Why It Works
- Sautéing the rice in batches keeps the skillet nice and hot, for optimal browning and flavor.
- By not rolling the eggs into a true omelette shape, you'll find it far easier to drape them over the rice, as the dish is served in Japan.
There's a video on YouTube that I've watched several times over the past couple of years. In it, a chef in Kyoto makes a plate of omurice with a deftness and perfection of technique that may be unrivaled.
He starts by frying rice in a carbon steel skillet, tossing it every which way until each grain is coated in a sheen of demi-glace and oil. Then he packs it into an oval mold and turns it out in a tight mound on a plate.
He then proceeds to make what is perhaps the greatest French omelette ever executed, cooking it in that same perfectly seasoned carbon steel skillet, stirring the egg with chopsticks, rolling it up, gently tossing it, rotating it, and finally tipping it out of the pan onto that mound of rice.
Finally, he grabs a knife and slices through the top of the omelette from end to end, unfurling it in a custardy cascade of soft-cooked egg curds. It's an act of such prowess, such beauty, such tantalizing food-porniness that it's easy to conclude there's no hope of ever making such a dish at home.
And that's where I want to step in. Because you absolutely can and should make this at home. I realized this while watching a cook make omurice on a trip to Japan back in July (my travel and lodging were paid for by the Tokyo Convention & Visitors Bureau).
The cook was working with a flat griddle, not a carbon steel skillet. He fried the rice on that griddle, and, after mounding it on a plate, made the omelette on the griddle, too. Except that it wasn't a true rolled omelette. Instead, he poured the beaten eggs into a round on the griddle...and that was it. As soon as the eggs were set on the bottom and just slightly runny on top, he lifted the round with a couple of spatulas and set it down over the rice.
As fun as it is to master a French omelette, in this particular case, it's an unnecessary flourish that—while it makes for great showmanship—does little to improve the final dish, since you end up unrolling the omelette anyway. By not bothering to roll the omelette in the first place, you sidestep the entire technical challenge.

- [WRITTEN INSTRUCTION]:
From the omurice recipe text, quote the stretch from "There's a video" through "mound of rice.".

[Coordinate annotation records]
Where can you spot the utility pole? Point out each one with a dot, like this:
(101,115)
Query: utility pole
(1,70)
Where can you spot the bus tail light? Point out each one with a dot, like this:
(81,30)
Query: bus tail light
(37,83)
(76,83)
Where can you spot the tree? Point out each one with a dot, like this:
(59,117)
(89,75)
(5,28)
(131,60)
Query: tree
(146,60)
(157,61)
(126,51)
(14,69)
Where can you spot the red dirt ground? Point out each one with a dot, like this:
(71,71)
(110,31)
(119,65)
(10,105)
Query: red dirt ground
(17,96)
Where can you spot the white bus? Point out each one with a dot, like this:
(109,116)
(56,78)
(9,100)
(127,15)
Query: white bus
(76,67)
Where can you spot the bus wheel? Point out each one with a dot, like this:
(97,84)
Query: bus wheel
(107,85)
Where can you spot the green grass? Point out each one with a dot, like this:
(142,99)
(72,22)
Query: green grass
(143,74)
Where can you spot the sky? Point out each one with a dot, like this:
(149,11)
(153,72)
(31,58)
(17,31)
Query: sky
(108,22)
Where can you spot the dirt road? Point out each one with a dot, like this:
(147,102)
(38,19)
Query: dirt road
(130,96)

- [FULL RESPONSE]:
There's a video on YouTube that I've watched several times over the past couple of years. In it, a chef in Kyoto makes a plate of omurice with a deftness and perfection of technique that may be unrivaled.
He starts by frying rice in a carbon steel skillet, tossing it every which way until each grain is coated in a sheen of demi-glace and oil. Then he packs it into an oval mold and turns it out in a tight mound on a plate.
He then proceeds to make what is perhaps the greatest French omelette ever executed, cooking it in that same perfectly seasoned carbon steel skillet, stirring the egg with chopsticks, rolling it up, gently tossing it, rotating it, and finally tipping it out of the pan onto that mound of rice.